*Task directions*:
In full and without alteration, print the entries.

*Data to use*:
===============

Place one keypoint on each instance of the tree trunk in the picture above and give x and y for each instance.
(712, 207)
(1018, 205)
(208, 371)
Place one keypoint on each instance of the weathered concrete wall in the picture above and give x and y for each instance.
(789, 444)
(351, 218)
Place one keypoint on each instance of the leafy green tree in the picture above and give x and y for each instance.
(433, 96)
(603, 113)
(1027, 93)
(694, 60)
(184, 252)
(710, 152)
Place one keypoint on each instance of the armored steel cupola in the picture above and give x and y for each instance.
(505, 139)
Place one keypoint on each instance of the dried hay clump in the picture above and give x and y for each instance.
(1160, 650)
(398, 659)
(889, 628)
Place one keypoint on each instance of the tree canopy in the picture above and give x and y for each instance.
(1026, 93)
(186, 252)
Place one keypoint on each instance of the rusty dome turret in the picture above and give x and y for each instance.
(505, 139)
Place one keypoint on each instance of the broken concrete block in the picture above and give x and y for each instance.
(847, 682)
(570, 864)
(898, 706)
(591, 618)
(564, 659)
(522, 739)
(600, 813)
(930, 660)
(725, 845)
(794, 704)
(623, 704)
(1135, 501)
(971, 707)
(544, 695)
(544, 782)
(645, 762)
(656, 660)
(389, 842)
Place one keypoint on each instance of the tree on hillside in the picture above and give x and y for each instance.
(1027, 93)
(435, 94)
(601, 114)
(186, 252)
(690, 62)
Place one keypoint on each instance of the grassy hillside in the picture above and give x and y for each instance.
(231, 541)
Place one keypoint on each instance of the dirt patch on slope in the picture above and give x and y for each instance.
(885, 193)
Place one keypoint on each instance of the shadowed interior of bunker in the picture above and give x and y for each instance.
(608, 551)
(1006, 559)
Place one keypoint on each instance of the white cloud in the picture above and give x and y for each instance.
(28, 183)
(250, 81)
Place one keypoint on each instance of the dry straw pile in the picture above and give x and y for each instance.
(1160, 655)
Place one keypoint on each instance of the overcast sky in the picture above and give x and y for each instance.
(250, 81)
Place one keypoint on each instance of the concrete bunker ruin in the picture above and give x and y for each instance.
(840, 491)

===============

*Exercise response*:
Place one keypoint on each instance of the tree trunk in the picture above and give x and y for each instance.
(712, 207)
(1018, 205)
(208, 371)
Place one keypoint on each instance of the weathered concrete wall in the picture above and give x and y for each instance.
(789, 444)
(351, 218)
Place one keypoint on each instance of the leafy green tree in the picture above and give x and y for each instance.
(433, 96)
(603, 113)
(1027, 93)
(694, 60)
(184, 252)
(710, 152)
Place one keypoint on each instance of the armored steel cupola in the picture above and give x and y for each instance.
(505, 139)
Place one keypoint on each instance of the dried hay clump in the picture above and give x and y for each instance.
(1160, 650)
(398, 659)
(889, 628)
Place one keypoint on each instance of the tree canopy in the picture above and give x and y for each instance.
(1026, 93)
(186, 252)
Place one keypoint on each instance of the rusty dome turret in the picture above and give x and y for each instance.
(505, 139)
Place one keypoint on each instance of the broken concrete block in the picture above and give x and y for each instance.
(847, 682)
(570, 864)
(898, 706)
(591, 618)
(564, 659)
(522, 739)
(600, 813)
(930, 660)
(725, 845)
(794, 704)
(623, 704)
(1135, 501)
(971, 707)
(544, 695)
(544, 782)
(645, 762)
(656, 660)
(389, 842)
Place one keypoint on each instance of the tree on hillside in the picture above and give x and y for each instance.
(1027, 93)
(435, 94)
(601, 114)
(186, 252)
(690, 62)
Place one keypoint on each instance of the grassy hillside in the picture above and give x and y for each instance.
(231, 541)
Place one keypoint on each instance of the dirt patch on slope in the picture above and give x and y for each instance.
(885, 193)
Place one keypoint on each instance of the shadowed interior of bunker in the picture above and give x and y for each instance.
(608, 551)
(1006, 559)
Place one keypoint on each instance of the white cloud in the picture above and give x and y for each instance.
(28, 183)
(250, 81)
Place one keypoint on each instance of the dry straw pile in the picture above and give x and y for each instance.
(1160, 655)
Place one keypoint on each instance of the overcast sky in the picture above and give x and y for each instance.
(250, 81)
Place one keypoint on each instance of the concrete bunker ruin in the picture above and give x and y for each instance.
(840, 491)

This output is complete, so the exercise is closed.